◆ Exercise aim
Type out all the records word for word. Any pictures are to be left out.

BEGIN

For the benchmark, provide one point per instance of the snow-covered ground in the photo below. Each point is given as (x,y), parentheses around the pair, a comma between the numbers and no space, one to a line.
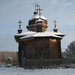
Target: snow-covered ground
(21,71)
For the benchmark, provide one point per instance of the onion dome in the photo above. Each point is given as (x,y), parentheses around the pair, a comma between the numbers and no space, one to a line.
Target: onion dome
(36,17)
(55,29)
(19,30)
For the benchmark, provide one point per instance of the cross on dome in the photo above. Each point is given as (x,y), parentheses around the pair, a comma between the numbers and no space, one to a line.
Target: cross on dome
(19,24)
(37,8)
(55,23)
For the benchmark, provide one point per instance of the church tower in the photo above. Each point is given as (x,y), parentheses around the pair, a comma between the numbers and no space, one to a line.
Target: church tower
(37,23)
(37,47)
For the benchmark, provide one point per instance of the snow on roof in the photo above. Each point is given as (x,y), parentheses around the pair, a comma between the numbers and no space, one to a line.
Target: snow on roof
(40,34)
(25,33)
(31,34)
(55,33)
(37,16)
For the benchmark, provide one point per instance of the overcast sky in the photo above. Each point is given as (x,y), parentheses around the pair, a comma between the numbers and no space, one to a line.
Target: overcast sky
(11,11)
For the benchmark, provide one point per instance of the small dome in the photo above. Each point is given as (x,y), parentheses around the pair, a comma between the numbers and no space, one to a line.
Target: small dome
(35,18)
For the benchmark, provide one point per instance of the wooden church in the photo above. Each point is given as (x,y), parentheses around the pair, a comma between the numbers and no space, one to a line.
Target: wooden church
(37,43)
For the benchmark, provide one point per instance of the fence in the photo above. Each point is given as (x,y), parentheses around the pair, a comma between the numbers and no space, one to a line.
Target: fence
(51,63)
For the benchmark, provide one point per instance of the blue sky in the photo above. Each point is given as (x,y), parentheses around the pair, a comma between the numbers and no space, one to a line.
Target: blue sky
(11,11)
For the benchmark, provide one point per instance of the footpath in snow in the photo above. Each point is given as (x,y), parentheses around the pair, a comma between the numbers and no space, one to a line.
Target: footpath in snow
(21,71)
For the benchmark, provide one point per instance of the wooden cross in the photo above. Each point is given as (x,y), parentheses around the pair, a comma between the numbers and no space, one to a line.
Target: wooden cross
(55,23)
(39,10)
(20,24)
(36,6)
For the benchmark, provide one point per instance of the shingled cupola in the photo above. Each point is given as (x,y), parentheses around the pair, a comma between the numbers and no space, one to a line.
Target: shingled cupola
(19,30)
(37,23)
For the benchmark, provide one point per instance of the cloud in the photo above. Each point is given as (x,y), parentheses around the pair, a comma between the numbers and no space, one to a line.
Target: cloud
(11,11)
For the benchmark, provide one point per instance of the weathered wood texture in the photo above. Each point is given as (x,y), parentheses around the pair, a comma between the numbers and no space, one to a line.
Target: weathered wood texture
(39,48)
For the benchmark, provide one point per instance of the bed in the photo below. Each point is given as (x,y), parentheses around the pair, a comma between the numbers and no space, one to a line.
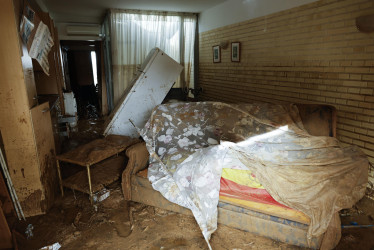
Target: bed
(243,202)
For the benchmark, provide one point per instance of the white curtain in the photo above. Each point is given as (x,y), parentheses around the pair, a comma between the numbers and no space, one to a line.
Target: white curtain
(135,33)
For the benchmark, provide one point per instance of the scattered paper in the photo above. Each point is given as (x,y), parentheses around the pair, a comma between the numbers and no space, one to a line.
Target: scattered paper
(55,246)
(41,46)
(25,29)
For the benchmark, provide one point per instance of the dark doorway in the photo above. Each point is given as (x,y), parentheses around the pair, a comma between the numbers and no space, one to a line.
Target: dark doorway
(82,69)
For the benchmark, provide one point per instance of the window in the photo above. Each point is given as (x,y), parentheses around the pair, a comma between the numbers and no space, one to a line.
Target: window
(133,35)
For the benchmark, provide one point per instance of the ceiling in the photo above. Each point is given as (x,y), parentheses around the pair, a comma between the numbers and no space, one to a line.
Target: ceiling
(93,11)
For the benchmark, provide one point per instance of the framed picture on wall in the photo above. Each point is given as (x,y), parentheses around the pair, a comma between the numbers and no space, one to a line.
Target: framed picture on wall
(235,52)
(216,54)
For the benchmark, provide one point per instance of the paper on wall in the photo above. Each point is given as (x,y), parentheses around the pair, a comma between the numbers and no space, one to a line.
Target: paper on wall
(26,28)
(41,45)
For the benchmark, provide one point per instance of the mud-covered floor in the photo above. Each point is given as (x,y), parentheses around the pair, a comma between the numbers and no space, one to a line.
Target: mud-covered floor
(117,224)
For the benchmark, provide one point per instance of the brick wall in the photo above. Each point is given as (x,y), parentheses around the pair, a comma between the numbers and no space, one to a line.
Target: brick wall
(309,54)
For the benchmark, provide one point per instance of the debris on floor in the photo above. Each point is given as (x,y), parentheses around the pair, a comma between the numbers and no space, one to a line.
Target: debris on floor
(55,246)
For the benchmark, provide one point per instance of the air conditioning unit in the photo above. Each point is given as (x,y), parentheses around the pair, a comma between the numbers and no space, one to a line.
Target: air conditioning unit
(80,30)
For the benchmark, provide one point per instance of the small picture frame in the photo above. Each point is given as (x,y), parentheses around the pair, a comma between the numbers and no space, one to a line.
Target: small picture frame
(216,54)
(235,52)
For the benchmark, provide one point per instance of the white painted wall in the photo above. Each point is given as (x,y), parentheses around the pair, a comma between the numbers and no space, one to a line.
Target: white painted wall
(235,11)
(62,35)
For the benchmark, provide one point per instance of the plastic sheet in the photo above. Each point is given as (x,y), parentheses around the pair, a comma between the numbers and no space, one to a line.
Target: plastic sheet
(190,143)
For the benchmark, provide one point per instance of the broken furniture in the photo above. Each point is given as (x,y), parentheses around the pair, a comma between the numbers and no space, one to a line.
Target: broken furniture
(148,89)
(25,124)
(283,224)
(99,155)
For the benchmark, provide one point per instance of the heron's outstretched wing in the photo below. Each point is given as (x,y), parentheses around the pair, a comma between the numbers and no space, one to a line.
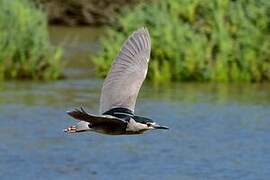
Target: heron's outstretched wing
(128,71)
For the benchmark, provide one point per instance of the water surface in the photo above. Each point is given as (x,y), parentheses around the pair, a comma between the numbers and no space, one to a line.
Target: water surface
(216,132)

END

◆ Answer to the task
For the benchmark, provide one point per instance of the snow-covered ground in the photo below. Each point is given as (x,y), parentheses around the pair, a comma between the numbers and no space, one to a line.
Target: snow-covered ground
(21,71)
For the benchmark, provide one point per instance of the onion dome in the photo above. Each point is given as (x,y), parentheses around the pair, a comma between the numbers and no space, one to a line.
Target: onion dome
(36,17)
(55,29)
(19,30)
For the benchmark, provide one point per instance of the cross on dome in the photo above. Each point is given as (x,y), parentheses around the pair, a comma between the numbers and no space, one to a line.
Target: cross on dome
(19,24)
(37,8)
(55,23)
For the benchmark, provide one point per instance of the church tower in the photo above. Each point is given as (x,y), parentheses around the pair, a comma between the numbers and no space, one to a line.
Target: church tower
(37,23)
(37,47)
For the benchmark, provide one point per instance of the snow on roof in the photo above. Each point is given as (x,y), parentheses around the pair, a comma between the numbers and no space, one to a line.
Target: snow on roof
(40,34)
(25,33)
(31,34)
(55,33)
(37,16)
For the benchmark, provide one point per instance of the overcast sky in the photo above. Each point is given as (x,y), parentheses around the pair, a comma between the numbers and no space, one to a line.
Target: overcast sky
(11,11)
For the benchmark, provide one point per instance of the small dome in the photo above. Each point is given as (x,y), parentheses around the pair, a comma between the numbers and no space, one to a line.
Target: small dome
(35,18)
For the benchmark, provide one point per instance of the wooden church in the photo above. Each point is given as (x,y), parentheses around the pair, a comma between the numbers and no space, one to a line.
Target: wooden church
(37,43)
For the benchmark, provide one point per instance of the fence in the photo above. Each point is given as (x,y), parentheses around the pair, a comma between the numbers and no space, one to a line.
Target: fence
(51,63)
For the benchmark, provide one point per instance of the blue sky in the photo above. Each point is given as (x,y), parentheses around the pair, a comma between the numbers and no space, one to a line.
Target: blue sky
(11,11)
For the benchmark, provide one point per instance of the footpath in snow in the photo above. Each point is given as (x,y), parentheses around the pair, a comma between the numbers and no space, one to a line.
Target: footpath in snow
(21,71)
For the benchmark, provide one point per instance of the wooden cross in the photo above. Each point is given as (x,y), parentheses around the pair, a comma between the numbers and no space, one to a line.
Target: wooden cross
(55,23)
(39,10)
(20,24)
(36,6)
For the benchmark, provide one point per instance of the shingled cupola in the photo above. Each point is given as (x,y), parentheses around the pair, a comma between the numbers and no space, one to a line.
Target: shingled cupola
(19,30)
(37,23)
For the benchmark, provide one point per instance of the cloud in the photo above. Each point is given as (x,y), parentheses around the pair, a comma between the numbers and no space, one to a line.
Target: cloud
(11,11)
For the benchmark, provide one point per instance of the weathered wood texture in the photo above. Each point is given as (x,y), parentheses around the pair, a comma between the numbers and no space, one to a line.
Target: weathered wood texture
(39,48)
For the benchmark, provide one point per instance of the bed in the photo below. Each point is given as (x,y), parentheses around the pair, a comma between the numbers and no space, one to a line.
Target: bed
(243,202)
For the benchmark, provide one point per instance of the white curtain in the photo above. Each point is given as (x,y), parentheses around the pair, a comma between the numbers and no space, one to a line.
Target: white curtain
(135,33)
For the benchmark, provide one point per instance of the scattered paper in the photo above. Each point is given as (x,y), parentheses around the pair, a comma between the numbers and no space, one to a line.
Target: scattered paper
(55,246)
(41,46)
(25,29)
For the benchmark, provide one point per instance of the dark doorway in the photo above. Each point is given as (x,y), parentheses around the pair, a comma between the numbers and no space, one to a line.
Target: dark doorway
(82,69)
For the benchmark, provide one point per instance of the window in the photo above. Each point is given as (x,y), parentheses around the pair, a comma between the numbers and no space, one to a line.
Target: window
(133,35)
For the benchmark, provide one point per instance of the ceiling in the photo above. Each point is given as (x,y), parentheses around the pair, a comma between the numbers and no space, one to a line.
Target: ceiling
(93,11)
For the benchmark, provide one point per instance of the framed picture on wall in the photo above. Each point is given as (x,y), parentheses around the pair, a comma between the numbers and no space, one to a line.
Target: framed picture on wall
(235,52)
(216,54)
For the benchmark, provide one point per instance of the paper on wall in the photo above. Each point is given as (x,y), parentheses around the pair, a comma between the numbers and no space, one to a line.
Target: paper on wall
(26,28)
(41,45)
For the benchmark, provide one point per instance of the mud-covered floor in the photo above. Each point is given as (x,y), parentheses around the pair, a comma between the numbers and no space, one to a line.
Target: mud-covered floor
(117,224)
For the benchmark, provide one point per instance of the brick wall in the photo above. Each point is given as (x,y), parentheses around the pair, a comma between the numbers and no space, one to a line.
Target: brick wall
(309,54)
For the benchmark, provide one point per instance of the debris on floor in the photo above. Each point is given as (x,y), parentheses around the pair, a comma between the numbers and no space, one to a line.
Target: debris on floor
(55,246)
For the benchmark, provide one point per instance of the air conditioning unit in the photo above. Each point is given as (x,y), parentheses around the pair, a comma between the numbers and no space, one to a line.
Target: air conditioning unit
(80,30)
For the benchmark, provide one point per instance of the small picture frame in the photo above. Each point is given as (x,y), parentheses around the pair, a comma between the numbers and no space, one to a line.
Target: small picture frame
(216,54)
(235,52)
For the benchmark, provide one point per instance of the white painted wall in the photo above. Each point is given as (x,y), parentheses around the pair, a comma between the numbers and no space, one to a line.
Target: white painted wall
(235,11)
(62,35)
For the benchmark, provide one point per instance of the plastic sheet in the photo above. Each point is given as (x,y), parentheses around the pair, a comma between the numbers and no space, one to a line.
Target: plastic sheet
(190,143)
For the benchmark, provide one point per instance of the broken furniture in the photo above. Each point is given as (x,y), parentheses around the pair, a comma between the numbers and no space, one to a line.
Target: broken furniture
(148,89)
(25,124)
(283,224)
(99,155)
For the benchmark, provide one point per instance of the heron's outstretched wing in the photo below. Each point is given as (x,y), parentheses around the pair, a comma between the numbers and no space, one to a line.
Target: heron's outstretched wing
(128,71)
For the benchmark, provide one point per instance of the water surface in the photo above. Each point is given as (x,y), parentheses around the pair, a comma between the numbers and no space, one to a line.
Target: water surface
(216,132)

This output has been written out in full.